Objective: Retype the records below exactly as they appear.

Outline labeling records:

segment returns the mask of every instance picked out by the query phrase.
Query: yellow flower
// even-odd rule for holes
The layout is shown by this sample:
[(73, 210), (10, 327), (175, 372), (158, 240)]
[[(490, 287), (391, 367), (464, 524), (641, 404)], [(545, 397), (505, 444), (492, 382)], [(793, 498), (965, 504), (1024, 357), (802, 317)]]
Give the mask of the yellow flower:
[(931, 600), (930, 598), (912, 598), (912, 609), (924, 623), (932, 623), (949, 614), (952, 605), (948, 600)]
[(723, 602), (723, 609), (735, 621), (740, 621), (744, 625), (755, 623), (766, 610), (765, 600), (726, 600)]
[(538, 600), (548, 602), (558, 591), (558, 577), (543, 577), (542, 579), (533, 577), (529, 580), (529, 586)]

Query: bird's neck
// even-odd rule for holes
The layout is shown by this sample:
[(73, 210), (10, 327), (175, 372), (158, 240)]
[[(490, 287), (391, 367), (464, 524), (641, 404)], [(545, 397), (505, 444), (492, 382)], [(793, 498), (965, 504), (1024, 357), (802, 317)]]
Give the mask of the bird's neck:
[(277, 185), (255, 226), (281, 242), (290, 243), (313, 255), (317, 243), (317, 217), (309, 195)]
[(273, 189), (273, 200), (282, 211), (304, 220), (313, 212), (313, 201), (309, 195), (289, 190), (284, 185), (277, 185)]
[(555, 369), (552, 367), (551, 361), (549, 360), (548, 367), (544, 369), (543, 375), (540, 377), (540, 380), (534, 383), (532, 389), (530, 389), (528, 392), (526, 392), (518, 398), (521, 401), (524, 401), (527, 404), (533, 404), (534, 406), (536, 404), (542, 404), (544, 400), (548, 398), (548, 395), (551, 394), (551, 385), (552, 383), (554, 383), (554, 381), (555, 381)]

Solution for this problem:
segment returns the mask of every instance picked out by the query phrase.
Query: yellow flower
// even-odd rule for holes
The layout is shown by this sample:
[(73, 210), (10, 327), (175, 372), (158, 240)]
[[(490, 287), (391, 367), (464, 524), (641, 404)], [(545, 397), (505, 444), (492, 382)], [(793, 498), (965, 504), (1024, 357), (802, 317)]]
Give the mask of the yellow flower:
[(931, 600), (930, 598), (912, 598), (912, 609), (924, 623), (932, 623), (949, 614), (952, 605), (948, 600)]
[(723, 602), (723, 609), (735, 621), (740, 621), (744, 625), (755, 623), (766, 610), (765, 600), (726, 600)]
[(538, 600), (548, 602), (558, 591), (558, 577), (543, 577), (542, 579), (533, 577), (529, 580), (529, 586)]

Query: bird's neck
// even-odd rule for holes
The layout is shown by this sample:
[(73, 210), (10, 327), (175, 372), (158, 240)]
[[(490, 287), (391, 367), (464, 524), (641, 404)], [(545, 397), (505, 444), (492, 382)], [(793, 498), (965, 504), (1024, 357), (802, 317)]]
Give the mask of the bird's neck:
[(277, 185), (255, 226), (281, 242), (290, 243), (313, 255), (317, 243), (317, 217), (309, 195)]
[(273, 189), (273, 200), (282, 211), (304, 220), (313, 212), (313, 201), (309, 195), (289, 190), (284, 185), (277, 185)]
[(555, 369), (552, 367), (551, 361), (549, 360), (548, 367), (544, 369), (543, 375), (540, 377), (540, 380), (534, 383), (532, 389), (530, 389), (528, 392), (526, 392), (518, 398), (521, 401), (524, 401), (527, 404), (533, 404), (534, 406), (536, 404), (542, 404), (544, 400), (548, 398), (548, 395), (551, 394), (551, 385), (552, 383), (554, 383), (554, 381), (555, 381)]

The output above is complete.